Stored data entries
-- start --

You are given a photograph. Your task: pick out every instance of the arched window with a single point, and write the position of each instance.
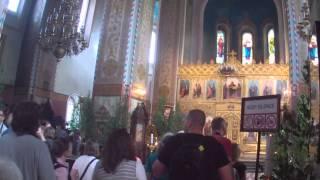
(271, 47)
(221, 45)
(247, 44)
(313, 50)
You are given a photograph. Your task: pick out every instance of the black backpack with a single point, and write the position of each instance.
(188, 162)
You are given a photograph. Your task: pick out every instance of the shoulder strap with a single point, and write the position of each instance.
(85, 170)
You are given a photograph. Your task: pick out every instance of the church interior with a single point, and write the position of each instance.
(196, 54)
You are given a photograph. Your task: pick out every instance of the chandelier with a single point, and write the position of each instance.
(61, 33)
(304, 24)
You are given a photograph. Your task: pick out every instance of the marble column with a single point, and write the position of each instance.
(170, 45)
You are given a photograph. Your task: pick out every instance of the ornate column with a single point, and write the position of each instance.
(110, 68)
(169, 49)
(36, 69)
(141, 47)
(197, 30)
(297, 51)
(3, 7)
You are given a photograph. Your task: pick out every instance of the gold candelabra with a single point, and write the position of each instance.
(304, 24)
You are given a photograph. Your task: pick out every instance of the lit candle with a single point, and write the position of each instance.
(151, 138)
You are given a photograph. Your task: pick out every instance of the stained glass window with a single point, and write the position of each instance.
(313, 50)
(220, 47)
(271, 47)
(247, 44)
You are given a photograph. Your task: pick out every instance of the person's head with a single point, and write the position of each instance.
(118, 147)
(49, 132)
(91, 148)
(26, 118)
(235, 152)
(9, 170)
(59, 122)
(61, 147)
(195, 120)
(219, 125)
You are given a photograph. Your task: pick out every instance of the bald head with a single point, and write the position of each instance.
(196, 119)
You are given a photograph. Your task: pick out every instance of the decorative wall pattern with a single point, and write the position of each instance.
(110, 57)
(168, 50)
(143, 43)
(217, 94)
(3, 7)
(295, 64)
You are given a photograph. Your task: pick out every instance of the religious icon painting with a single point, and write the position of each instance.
(281, 87)
(211, 89)
(196, 89)
(250, 138)
(314, 90)
(232, 88)
(267, 87)
(253, 88)
(184, 88)
(235, 135)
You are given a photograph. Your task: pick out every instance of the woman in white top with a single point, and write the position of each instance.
(84, 165)
(118, 159)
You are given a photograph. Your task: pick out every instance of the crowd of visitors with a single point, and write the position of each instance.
(33, 149)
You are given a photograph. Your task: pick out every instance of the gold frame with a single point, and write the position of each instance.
(230, 109)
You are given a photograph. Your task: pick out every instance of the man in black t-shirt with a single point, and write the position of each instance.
(192, 155)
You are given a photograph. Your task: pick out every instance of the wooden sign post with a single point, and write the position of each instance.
(260, 114)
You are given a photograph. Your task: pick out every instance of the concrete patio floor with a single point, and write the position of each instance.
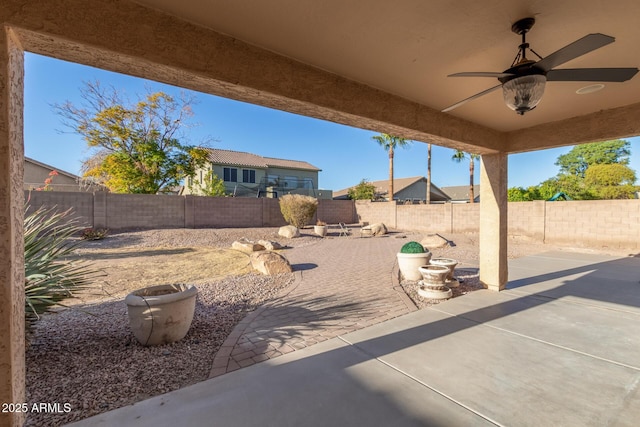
(559, 347)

-- end --

• What the task asks
Transcribe the records verbatim and omit the images.

• Answer for this exercise
You are given a photograph. Your task: pick out every instance of the arched window with a single point, and write the position of each instance.
(271, 47)
(221, 45)
(247, 44)
(313, 50)
You are given a photograph. Your task: pick out every instance of the black backpack with a single point, and write the position of each instance.
(188, 162)
You are given a photograph. Your task: pick out every instance of the shoulder strap with a single point, and write the position of each instance.
(85, 170)
You are given a photograph. Your task: pick out every instance of the church interior with a single point, and write the position of each instance.
(196, 54)
You are given a photograph. Your task: pick out every instance of the chandelier with a single point, and write the position of each instance.
(61, 33)
(304, 24)
You are given a photograph. Your task: pick out every instance of the marble column with a single point, and write the position of each instance.
(170, 45)
You are given a photograph. Your task: pick out every instance of the ornate column with a single point, and write the position of each instance.
(110, 68)
(169, 49)
(36, 69)
(141, 47)
(197, 30)
(297, 51)
(3, 7)
You are given a photograph. Your task: pick out every instance of the gold candelabra with a single point, and write the position of each instance.
(304, 24)
You are given a photograph. Your task: pick out every instance of the lit candle with a single point, and write the position of each instance.
(151, 138)
You are given a photograph. Your task: pick out every instance of the stained glass window with a single point, and write the position of each instance.
(313, 50)
(220, 47)
(271, 47)
(247, 44)
You are given a photograph. Your task: pick out every instance of the person's head with a single point, and write the position of each instance.
(118, 147)
(49, 132)
(91, 148)
(26, 118)
(235, 152)
(9, 170)
(59, 122)
(61, 147)
(195, 120)
(219, 125)
You are given a photograph. Your task: pick out every instance of the bald head with a single point, and write the position of each instance.
(196, 119)
You are given a photograph. Your task: pick out every instance of the decorative wall pattern with a single point, and write the position of each instance.
(110, 57)
(168, 50)
(143, 43)
(217, 94)
(3, 7)
(295, 64)
You are given a photograph. Your task: pick out every instance of the religious icon painting with a single point, and write the position of each instance.
(281, 87)
(211, 89)
(196, 89)
(250, 138)
(314, 90)
(232, 88)
(267, 87)
(253, 88)
(184, 88)
(235, 135)
You are given a photograph. Your task: pick out every instance of the woman in white top with a single point, and write the position of each instance.
(84, 165)
(118, 159)
You are given a photograph. Your task: pick out every instance of the crowd of visitors with a single point, and write the position of each instance.
(33, 149)
You are given a photograph. Your task: pick out every instance of the gold frame with a single point, and write the position of each instance.
(230, 109)
You are given a photograph. Your task: pick out every instance of the man in black t-shirt with a single point, and write the position of each instance.
(192, 155)
You are given a photograph. Your task: pick out every instance of the wooden sign post with a single point, and write the position of each instance.
(260, 114)
You are given a photograph. Your task: pick out every instance of the concrete patio floor with a single point, and write the position of each instance.
(559, 347)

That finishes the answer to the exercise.